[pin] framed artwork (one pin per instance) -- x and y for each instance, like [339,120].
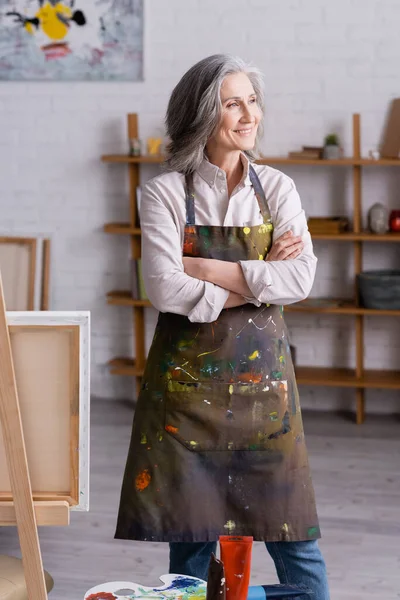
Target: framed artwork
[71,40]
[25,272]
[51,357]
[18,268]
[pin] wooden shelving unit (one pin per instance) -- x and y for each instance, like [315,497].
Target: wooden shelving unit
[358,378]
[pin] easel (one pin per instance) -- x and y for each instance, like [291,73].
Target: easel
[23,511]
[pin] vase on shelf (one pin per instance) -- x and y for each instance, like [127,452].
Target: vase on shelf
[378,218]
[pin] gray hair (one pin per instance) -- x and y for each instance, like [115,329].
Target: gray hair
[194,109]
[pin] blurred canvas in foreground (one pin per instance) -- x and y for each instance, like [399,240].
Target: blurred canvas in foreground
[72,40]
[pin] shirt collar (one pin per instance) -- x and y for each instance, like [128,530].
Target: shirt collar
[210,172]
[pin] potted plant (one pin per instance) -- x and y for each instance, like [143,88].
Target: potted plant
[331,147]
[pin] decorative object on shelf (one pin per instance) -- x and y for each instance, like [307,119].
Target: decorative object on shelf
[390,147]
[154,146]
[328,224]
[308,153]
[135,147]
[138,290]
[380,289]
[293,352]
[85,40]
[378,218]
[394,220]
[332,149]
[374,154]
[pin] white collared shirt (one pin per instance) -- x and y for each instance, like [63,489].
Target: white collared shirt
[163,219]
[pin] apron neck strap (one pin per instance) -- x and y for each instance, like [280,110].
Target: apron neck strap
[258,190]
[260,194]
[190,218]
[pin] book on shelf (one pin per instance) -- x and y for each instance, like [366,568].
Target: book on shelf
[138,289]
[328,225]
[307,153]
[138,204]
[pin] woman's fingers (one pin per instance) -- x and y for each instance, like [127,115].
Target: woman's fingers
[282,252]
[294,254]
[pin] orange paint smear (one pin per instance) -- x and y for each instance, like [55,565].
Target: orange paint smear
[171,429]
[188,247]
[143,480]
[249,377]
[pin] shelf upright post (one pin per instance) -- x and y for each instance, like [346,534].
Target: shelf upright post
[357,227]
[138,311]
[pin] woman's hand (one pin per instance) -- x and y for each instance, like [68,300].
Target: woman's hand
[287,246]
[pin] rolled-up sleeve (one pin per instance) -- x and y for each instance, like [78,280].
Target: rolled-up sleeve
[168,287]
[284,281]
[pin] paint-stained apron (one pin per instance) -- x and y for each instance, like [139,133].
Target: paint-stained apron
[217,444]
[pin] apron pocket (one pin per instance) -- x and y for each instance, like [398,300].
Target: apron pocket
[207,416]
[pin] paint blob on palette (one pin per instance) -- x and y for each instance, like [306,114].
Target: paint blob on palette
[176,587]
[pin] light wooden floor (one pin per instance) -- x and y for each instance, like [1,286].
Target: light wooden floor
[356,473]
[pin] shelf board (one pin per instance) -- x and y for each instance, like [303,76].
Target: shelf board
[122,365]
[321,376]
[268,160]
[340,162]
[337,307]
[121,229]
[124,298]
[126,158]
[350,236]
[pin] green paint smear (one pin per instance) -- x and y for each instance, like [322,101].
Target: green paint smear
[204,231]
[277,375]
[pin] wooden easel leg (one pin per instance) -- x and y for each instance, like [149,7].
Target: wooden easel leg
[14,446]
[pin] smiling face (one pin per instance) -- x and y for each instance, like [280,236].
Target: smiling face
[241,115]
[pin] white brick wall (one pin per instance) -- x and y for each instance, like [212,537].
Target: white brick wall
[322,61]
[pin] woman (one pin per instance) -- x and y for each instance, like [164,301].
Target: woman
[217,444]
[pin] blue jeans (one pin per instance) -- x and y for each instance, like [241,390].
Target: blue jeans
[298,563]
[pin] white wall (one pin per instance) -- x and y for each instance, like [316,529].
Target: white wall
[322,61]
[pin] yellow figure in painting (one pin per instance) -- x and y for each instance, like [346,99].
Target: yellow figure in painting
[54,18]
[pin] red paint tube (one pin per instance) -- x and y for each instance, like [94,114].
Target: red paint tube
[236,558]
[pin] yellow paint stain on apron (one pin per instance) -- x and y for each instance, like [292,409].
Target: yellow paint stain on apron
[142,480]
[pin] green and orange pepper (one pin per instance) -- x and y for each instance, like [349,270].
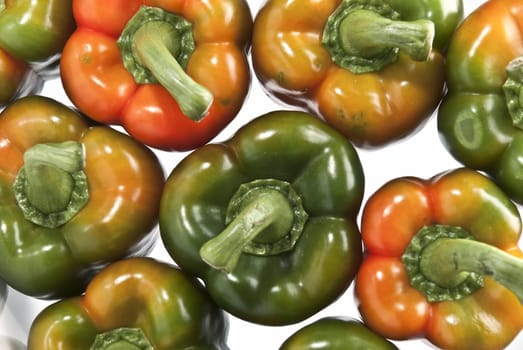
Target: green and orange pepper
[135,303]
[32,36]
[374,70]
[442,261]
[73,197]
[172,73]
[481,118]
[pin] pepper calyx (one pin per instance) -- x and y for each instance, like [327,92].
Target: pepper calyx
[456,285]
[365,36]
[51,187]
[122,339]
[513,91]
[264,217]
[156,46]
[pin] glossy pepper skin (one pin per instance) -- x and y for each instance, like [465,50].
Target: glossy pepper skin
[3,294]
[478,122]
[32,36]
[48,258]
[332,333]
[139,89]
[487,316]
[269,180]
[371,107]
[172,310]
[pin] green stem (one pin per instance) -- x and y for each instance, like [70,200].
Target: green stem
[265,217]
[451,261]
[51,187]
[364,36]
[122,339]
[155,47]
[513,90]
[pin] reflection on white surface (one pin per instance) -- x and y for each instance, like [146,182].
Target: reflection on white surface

| TASK TO CARRY OUT |
"surface" is the string to look for; please copy every line of the records above where it appears.

| RESPONSE |
[pin] reflection on white surface (one pin per instance) -- x and y for each instance, like [146,182].
Target: reflection on white surface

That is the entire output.